(Beginning of Records for the task)
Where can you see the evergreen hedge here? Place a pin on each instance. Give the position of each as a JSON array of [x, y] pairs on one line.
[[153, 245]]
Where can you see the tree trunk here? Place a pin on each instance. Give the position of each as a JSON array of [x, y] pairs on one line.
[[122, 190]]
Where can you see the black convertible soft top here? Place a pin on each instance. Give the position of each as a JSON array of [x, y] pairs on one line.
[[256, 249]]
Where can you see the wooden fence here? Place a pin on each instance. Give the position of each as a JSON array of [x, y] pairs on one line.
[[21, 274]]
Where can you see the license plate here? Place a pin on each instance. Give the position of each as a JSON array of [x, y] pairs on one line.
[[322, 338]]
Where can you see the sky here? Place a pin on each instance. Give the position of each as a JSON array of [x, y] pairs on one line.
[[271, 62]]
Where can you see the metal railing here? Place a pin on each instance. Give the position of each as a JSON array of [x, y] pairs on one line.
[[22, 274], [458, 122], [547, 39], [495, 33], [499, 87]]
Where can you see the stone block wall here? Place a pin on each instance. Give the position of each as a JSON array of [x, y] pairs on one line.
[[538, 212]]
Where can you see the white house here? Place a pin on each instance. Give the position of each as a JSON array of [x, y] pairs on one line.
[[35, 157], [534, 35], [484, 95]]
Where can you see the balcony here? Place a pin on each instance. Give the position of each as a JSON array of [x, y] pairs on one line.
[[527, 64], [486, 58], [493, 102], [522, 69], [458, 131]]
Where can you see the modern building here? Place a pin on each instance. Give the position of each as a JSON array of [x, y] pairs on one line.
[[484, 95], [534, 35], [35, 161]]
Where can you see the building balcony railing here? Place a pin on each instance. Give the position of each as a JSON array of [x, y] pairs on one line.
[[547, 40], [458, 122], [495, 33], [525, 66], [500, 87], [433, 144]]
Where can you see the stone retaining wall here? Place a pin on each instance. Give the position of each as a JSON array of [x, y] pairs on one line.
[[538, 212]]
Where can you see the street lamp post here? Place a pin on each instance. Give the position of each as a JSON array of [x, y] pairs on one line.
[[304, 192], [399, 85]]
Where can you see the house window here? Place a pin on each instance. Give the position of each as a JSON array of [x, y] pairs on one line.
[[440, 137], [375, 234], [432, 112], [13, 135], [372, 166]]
(End of Records for the task)
Your task:
Restate the listing in full, word for word.

Response for this exercise:
Where can you see the evergreen hedge here? Place a pin on each instance. Give the position of each as a JSON array of [x, y] pairs on one line.
[[153, 245]]
Where can you see the tree trunk here? Place a pin on each instance. Give the position of each as a JSON array of [x, y] pairs on one line.
[[122, 190]]
Where can you see the black convertible soft top here? Place a pin on each instance. Give the position of each as a JSON array of [x, y] pairs on one line.
[[256, 249]]
Where can you see the wooden fence here? Place a pin on each instance. Give the position of each as a JSON array of [x, y] pairs on one line.
[[21, 274]]
Where can you see the license plate here? Place a pin on each instance. Give the position of each as a JSON array of [x, y] pairs on one line.
[[322, 338]]
Where can you see the sky here? Place a pin on each instance. Give the position of each as a JSON array of [x, y] pairs on one line.
[[271, 62]]
Where can you see the metal railing here? Place a pin on each instance. Give the position of each as a JSON array of [x, y] pairs on one line.
[[22, 274], [458, 122], [547, 39], [495, 33], [499, 87]]
Where can you see the stone block wall here? Place a pin on each instance. Give the position of each as a JSON array of [x, y] pairs on one line.
[[538, 212]]
Where can you see the white house here? Place a pin on each instance. Give the position of each as a JSON array of [x, y] pairs on one line.
[[35, 157], [534, 35], [484, 95]]
Where can you see the balcony here? Place a pin on each instance. Give the position of each as a JSON array of [x, y] pairs on one line.
[[527, 64], [486, 58], [493, 102], [522, 69], [458, 131]]
Where can you see the modern building here? Place a pin on each instance. Give the position of each as a JSON array of [x, y] pairs on one line.
[[484, 95], [534, 35], [35, 161]]
Where can you see the building balcony railing here? Place a pin on each instance. Give the position of each as a JSON array of [x, y] pairs on one line.
[[547, 40], [458, 122], [495, 33], [525, 66], [500, 87], [433, 144]]
Where can you see the stone retaining wall here? Place a pin on each instance. Give the position of each as a JSON array of [x, y] pairs on one line.
[[538, 212]]
Where can you see the street lamp post here? Place a pin on each instance. Give the position of each as a JSON array of [x, y] pairs on one line.
[[304, 192], [399, 85]]
Where can you see the house window here? Place a pin on each instance. Give the position of each as a JSON array of [x, y] pairs on one line.
[[440, 137], [375, 234], [432, 112], [13, 135], [372, 166]]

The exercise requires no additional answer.